### THE PROBLEM:
The listing below should be written out exactly; please include all of it.

### STORED DATA:
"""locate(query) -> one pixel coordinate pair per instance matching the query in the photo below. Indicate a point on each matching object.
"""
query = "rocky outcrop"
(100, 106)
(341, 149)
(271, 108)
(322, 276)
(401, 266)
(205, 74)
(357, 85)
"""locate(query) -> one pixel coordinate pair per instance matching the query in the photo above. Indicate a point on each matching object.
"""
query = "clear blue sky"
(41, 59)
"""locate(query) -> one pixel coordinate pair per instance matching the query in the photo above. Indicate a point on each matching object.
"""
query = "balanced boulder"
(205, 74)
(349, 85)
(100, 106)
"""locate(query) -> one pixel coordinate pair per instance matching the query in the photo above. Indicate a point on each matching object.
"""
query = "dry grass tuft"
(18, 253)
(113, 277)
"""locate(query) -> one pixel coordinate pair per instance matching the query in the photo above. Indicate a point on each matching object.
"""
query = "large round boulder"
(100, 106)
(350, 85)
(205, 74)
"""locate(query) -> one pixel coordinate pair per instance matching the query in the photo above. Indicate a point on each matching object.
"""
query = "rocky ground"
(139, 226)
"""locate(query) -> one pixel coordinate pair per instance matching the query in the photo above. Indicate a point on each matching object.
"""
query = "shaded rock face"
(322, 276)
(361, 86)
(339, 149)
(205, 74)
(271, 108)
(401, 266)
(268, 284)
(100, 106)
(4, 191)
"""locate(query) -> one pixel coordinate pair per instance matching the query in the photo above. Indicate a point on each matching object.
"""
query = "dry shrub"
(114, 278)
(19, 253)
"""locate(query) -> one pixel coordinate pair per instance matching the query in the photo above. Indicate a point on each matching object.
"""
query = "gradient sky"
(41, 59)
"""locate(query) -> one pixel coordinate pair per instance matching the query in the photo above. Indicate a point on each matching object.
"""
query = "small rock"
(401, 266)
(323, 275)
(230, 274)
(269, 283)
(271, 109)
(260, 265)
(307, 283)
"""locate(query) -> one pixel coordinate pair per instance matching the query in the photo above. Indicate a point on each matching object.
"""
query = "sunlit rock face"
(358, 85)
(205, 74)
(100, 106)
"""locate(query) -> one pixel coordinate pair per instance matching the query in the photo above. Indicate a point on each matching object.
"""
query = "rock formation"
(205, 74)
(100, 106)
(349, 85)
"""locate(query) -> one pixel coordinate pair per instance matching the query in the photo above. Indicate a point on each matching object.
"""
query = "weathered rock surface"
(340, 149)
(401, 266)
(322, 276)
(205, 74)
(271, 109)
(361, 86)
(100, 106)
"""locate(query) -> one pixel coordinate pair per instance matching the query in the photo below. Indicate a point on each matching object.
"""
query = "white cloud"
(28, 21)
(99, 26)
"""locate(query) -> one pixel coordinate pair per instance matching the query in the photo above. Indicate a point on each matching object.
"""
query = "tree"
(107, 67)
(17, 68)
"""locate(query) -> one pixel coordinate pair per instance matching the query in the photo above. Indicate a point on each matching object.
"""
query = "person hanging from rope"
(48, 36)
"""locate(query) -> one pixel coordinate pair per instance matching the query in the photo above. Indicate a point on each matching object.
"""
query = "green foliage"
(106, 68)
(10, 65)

### COMPLETED TASK:
"""locate(query) -> one pixel coordinate pair per instance matching the query in the photo below. Indicate a point on each matching object.
"""
query = "rocky outcrop"
(100, 106)
(341, 149)
(271, 108)
(322, 276)
(401, 266)
(205, 74)
(357, 85)
"""locate(query) -> one pixel coordinate pair per instance matching the query in the photo above. Indicate a point on each matching object.
"""
query = "clear blue sky"
(41, 59)
"""locate(query) -> one pixel coordinate pair per instance matching the query in the photo above. Indicate a point on each matching object.
"""
query = "balanced boulder"
(205, 74)
(349, 85)
(100, 106)
"""locate(query) -> one pixel coordinate pair per instance matching the query in the photo above. Indicate a point on each matching object.
"""
query = "dry grass tuft"
(18, 253)
(113, 277)
"""locate(query) -> one pixel coordinate pair per instance matching the query in the photo above. Indicate a point on each matching object.
"""
query = "large round boulder"
(100, 106)
(350, 85)
(205, 74)
"""locate(query) -> one pixel coordinate pair per instance matching the query in the photo above. Indicate a point on each matching object.
"""
query = "rocky ground"
(139, 226)
"""locate(query) -> one pixel coordinate pair per instance matching the query in the photo above. Indicate a point on each matching object.
"""
query = "shaded rock face"
(322, 276)
(361, 86)
(339, 149)
(205, 74)
(271, 108)
(401, 266)
(268, 284)
(100, 106)
(4, 191)
"""locate(query) -> one pixel coordinate pair per instance matching the query in the photo above. Indicate a point on each matching object.
"""
query = "dry shrub"
(114, 278)
(19, 253)
"""locate(query) -> one pixel coordinate pair per instance matching the query in the photo above. Indicate a point on each matching object.
"""
query = "gradient sky"
(41, 59)
"""locate(query) -> one pixel coordinate pair per instance matching the query in the photo above. Indicate a point on each matching object.
"""
query = "small rock"
(401, 266)
(323, 275)
(230, 274)
(269, 283)
(271, 109)
(260, 265)
(307, 283)
"""locate(query) -> one pixel coordinate pair per instance matching the query in the photo above. Indicate a point on each matching object.
"""
query = "sunlit rock face"
(358, 85)
(205, 74)
(100, 106)
"""locate(query) -> one pixel coordinate pair per instance matching the query in the photo above. Indicate a point on each matching object.
"""
query = "rock formation"
(205, 74)
(100, 106)
(349, 85)
"""locate(query) -> one pixel coordinate pair per instance matching the query in the photo above. Indicate a point on each matching object.
"""
query = "weathered rock surface"
(340, 149)
(401, 266)
(322, 276)
(205, 74)
(271, 109)
(361, 86)
(100, 106)
"""locate(query) -> one pixel coordinate pair per instance matching the query in the photo below. Indicate a point on each matching object.
"""
query = "white cloud"
(28, 21)
(99, 26)
"""locate(query) -> one pixel coordinate pair per instance matching the query in the photo above. Indicate a point on each matching object.
"""
query = "tree"
(107, 67)
(17, 68)
"""locate(query) -> one pixel coordinate pair per instance matching the query in the photo above. Indicate a point on each matching object.
"""
query = "person hanging from rope"
(48, 36)
"""locate(query) -> one pixel coordinate pair per instance matching the query in the photo above. Indicate a point on each matching object.
"""
query = "green foliage"
(106, 68)
(10, 65)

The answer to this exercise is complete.